• **REQUIRED ACTION**
Go through the lines below and copy any that hold the string "mountain".

• **INFORMATION**
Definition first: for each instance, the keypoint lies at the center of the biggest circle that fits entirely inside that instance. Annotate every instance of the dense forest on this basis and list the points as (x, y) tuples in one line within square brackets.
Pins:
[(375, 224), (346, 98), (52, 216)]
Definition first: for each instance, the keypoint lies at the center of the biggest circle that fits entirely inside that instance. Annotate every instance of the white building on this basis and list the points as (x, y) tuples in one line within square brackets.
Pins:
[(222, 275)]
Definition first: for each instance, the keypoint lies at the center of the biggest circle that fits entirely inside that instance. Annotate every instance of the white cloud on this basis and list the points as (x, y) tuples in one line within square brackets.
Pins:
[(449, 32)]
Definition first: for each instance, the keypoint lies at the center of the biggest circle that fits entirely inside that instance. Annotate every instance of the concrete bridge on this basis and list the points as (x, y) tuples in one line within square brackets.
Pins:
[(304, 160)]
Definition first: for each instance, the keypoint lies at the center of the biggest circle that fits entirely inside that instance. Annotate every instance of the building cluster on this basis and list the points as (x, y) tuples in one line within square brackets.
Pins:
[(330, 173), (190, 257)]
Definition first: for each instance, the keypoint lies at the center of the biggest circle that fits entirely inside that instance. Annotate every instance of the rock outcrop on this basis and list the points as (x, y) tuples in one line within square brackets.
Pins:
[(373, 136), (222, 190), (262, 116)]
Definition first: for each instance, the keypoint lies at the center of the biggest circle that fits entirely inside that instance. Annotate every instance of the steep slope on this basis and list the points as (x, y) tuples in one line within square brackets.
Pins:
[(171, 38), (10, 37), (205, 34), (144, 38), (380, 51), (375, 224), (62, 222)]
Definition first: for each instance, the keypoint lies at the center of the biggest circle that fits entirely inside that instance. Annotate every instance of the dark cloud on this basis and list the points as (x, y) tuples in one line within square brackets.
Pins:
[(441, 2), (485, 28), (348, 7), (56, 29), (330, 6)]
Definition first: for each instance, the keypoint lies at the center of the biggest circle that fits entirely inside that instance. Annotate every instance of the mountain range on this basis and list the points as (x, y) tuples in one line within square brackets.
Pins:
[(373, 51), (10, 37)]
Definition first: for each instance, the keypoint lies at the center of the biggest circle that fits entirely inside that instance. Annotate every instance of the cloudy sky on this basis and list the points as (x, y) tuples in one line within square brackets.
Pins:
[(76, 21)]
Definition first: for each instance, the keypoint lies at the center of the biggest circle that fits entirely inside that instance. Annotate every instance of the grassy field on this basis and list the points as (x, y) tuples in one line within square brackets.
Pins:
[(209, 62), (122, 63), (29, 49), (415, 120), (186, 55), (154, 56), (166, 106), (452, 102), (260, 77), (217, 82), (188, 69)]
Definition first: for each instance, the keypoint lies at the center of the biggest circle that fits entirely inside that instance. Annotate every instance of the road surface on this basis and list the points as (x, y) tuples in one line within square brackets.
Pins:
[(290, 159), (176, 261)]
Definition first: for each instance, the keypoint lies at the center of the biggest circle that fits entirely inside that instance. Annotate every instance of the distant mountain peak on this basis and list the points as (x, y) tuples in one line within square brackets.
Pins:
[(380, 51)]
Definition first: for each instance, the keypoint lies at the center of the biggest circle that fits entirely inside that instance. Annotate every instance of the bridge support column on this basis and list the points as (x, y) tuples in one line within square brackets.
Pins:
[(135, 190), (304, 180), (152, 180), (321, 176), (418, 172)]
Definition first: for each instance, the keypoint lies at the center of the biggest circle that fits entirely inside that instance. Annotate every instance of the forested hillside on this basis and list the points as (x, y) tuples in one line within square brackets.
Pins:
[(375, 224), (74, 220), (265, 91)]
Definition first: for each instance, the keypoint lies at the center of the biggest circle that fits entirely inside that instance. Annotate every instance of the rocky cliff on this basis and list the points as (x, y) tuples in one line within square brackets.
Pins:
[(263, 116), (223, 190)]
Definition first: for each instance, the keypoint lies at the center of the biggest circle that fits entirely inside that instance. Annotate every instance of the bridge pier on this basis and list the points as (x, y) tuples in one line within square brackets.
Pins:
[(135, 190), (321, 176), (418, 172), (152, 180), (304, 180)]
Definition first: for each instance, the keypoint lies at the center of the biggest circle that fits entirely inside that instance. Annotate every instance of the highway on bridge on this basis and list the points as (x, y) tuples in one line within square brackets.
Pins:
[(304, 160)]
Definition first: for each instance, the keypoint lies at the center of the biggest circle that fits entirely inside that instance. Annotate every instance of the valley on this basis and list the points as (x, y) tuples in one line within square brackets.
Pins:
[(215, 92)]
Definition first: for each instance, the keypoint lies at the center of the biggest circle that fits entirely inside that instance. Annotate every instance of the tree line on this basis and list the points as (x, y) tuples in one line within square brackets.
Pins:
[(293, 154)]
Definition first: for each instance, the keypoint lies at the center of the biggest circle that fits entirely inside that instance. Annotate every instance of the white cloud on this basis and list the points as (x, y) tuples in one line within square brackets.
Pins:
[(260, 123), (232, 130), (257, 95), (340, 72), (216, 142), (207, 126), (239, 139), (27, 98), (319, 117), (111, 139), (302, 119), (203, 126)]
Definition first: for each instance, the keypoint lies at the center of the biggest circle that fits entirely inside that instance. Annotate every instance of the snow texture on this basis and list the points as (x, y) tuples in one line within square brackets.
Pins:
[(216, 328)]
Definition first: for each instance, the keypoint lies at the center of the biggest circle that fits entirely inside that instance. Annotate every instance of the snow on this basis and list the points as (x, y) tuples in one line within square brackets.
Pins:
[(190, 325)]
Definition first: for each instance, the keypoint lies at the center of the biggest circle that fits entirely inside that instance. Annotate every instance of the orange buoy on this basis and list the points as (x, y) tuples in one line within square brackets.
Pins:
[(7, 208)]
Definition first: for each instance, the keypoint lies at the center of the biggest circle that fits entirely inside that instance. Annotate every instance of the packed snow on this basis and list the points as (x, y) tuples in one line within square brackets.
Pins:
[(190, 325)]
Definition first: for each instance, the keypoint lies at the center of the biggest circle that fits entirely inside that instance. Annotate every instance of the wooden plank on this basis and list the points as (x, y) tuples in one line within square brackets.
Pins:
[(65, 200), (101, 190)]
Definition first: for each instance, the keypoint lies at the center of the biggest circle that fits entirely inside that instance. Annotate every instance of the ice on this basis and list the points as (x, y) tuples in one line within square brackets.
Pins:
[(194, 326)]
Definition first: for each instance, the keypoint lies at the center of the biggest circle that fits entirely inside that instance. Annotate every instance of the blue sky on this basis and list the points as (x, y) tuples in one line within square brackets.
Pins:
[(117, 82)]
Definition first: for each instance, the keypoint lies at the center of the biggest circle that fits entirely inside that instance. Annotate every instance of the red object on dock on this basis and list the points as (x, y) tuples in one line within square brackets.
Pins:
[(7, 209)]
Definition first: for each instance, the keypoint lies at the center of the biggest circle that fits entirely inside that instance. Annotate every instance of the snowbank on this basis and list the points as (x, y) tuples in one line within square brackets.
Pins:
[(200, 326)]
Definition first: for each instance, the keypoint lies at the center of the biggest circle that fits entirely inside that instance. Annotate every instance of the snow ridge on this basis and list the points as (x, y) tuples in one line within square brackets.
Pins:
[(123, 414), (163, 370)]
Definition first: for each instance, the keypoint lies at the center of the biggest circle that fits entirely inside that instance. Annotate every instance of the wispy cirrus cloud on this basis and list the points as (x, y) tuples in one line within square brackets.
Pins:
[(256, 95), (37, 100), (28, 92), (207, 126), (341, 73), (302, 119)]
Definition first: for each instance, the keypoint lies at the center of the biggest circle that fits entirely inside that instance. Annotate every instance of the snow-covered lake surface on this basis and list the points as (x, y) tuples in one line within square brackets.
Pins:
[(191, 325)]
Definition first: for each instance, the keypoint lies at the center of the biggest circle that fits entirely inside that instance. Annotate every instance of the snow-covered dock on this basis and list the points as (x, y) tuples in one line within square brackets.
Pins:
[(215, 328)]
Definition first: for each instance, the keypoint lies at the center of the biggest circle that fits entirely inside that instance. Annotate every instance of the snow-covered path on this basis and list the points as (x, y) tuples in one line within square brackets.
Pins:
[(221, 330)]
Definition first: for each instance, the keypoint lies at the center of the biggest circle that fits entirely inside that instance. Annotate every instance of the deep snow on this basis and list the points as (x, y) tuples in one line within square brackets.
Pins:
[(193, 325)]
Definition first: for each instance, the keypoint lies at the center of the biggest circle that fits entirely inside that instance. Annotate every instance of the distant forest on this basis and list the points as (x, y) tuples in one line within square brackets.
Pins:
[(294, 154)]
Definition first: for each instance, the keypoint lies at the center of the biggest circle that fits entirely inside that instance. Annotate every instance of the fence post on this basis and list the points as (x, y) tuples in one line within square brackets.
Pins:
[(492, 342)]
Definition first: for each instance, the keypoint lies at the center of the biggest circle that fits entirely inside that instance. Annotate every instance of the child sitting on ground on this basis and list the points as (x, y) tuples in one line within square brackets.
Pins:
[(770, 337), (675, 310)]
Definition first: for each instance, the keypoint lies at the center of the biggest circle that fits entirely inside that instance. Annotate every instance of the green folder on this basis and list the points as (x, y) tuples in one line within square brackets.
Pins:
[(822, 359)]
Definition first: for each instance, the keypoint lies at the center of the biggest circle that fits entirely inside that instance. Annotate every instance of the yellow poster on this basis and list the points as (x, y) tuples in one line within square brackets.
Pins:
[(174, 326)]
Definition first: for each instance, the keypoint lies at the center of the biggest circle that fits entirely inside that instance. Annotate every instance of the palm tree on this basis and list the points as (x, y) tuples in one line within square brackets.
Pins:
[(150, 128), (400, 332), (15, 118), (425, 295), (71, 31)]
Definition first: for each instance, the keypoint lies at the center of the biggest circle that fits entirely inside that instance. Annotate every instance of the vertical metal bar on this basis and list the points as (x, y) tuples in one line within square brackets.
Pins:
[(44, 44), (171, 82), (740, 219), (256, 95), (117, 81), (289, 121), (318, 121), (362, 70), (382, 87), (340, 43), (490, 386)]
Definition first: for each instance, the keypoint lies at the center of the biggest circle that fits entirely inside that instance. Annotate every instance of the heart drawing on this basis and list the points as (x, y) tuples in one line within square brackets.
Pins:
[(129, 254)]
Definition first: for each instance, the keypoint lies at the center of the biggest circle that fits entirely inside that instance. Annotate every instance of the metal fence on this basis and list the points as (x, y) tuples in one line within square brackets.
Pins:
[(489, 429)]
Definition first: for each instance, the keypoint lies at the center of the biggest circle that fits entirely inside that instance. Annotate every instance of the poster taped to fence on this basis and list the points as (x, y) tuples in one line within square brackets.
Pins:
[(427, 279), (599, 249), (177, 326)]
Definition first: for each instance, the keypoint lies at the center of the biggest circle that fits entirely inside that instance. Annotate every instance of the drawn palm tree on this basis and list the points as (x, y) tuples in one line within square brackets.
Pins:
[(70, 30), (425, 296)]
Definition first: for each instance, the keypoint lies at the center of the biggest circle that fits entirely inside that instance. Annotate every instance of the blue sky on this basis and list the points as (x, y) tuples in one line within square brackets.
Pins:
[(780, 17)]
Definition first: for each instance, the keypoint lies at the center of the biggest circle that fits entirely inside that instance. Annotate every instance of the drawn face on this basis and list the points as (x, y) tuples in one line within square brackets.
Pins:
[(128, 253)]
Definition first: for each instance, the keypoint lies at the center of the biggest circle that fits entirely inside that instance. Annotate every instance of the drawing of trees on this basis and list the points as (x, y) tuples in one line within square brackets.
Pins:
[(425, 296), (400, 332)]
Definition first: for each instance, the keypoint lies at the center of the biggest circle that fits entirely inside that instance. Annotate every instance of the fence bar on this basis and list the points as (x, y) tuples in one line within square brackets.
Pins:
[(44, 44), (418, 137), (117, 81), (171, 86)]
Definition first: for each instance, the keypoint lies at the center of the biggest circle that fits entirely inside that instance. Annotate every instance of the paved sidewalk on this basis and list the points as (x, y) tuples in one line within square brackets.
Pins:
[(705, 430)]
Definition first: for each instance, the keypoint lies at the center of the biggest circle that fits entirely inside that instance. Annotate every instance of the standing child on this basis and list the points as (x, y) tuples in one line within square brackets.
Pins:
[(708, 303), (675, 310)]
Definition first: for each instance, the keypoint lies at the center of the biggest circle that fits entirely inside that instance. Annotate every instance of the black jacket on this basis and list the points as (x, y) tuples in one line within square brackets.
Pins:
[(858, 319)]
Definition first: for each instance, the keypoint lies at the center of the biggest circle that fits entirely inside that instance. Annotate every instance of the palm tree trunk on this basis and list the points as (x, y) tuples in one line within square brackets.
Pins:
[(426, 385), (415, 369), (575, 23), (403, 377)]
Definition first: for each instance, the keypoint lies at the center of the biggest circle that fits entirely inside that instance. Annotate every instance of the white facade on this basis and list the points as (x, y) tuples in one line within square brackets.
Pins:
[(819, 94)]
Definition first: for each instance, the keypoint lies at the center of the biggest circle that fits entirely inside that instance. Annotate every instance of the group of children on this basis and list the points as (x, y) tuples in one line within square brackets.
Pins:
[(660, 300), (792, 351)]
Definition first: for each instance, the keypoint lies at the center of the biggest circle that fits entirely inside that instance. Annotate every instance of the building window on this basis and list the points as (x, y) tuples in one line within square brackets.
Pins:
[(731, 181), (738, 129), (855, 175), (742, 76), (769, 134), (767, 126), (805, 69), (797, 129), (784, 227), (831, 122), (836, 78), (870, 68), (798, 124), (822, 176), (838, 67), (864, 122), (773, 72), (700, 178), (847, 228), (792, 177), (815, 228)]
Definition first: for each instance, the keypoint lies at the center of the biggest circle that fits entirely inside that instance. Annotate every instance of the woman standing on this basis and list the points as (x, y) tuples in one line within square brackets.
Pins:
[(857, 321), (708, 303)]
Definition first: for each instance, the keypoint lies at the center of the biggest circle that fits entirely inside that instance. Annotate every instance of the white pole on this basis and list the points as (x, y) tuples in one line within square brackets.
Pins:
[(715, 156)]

• **EXPECTED ANSWER**
Definition first: for each instance, the keypoint lies at the center of the biggest circle that fits entirely inside that instance. Annotate every instance of the mountain range on this basis and list the points as (x, y) tuples in one line within square brackets.
Definition first: for each instance, the keypoint lies at the center of the biggest circle that fits entirely inside that instance. Annotate every instance of the distant mountain peak on this basis and list the points as (x, y) tuples in one line within square brackets.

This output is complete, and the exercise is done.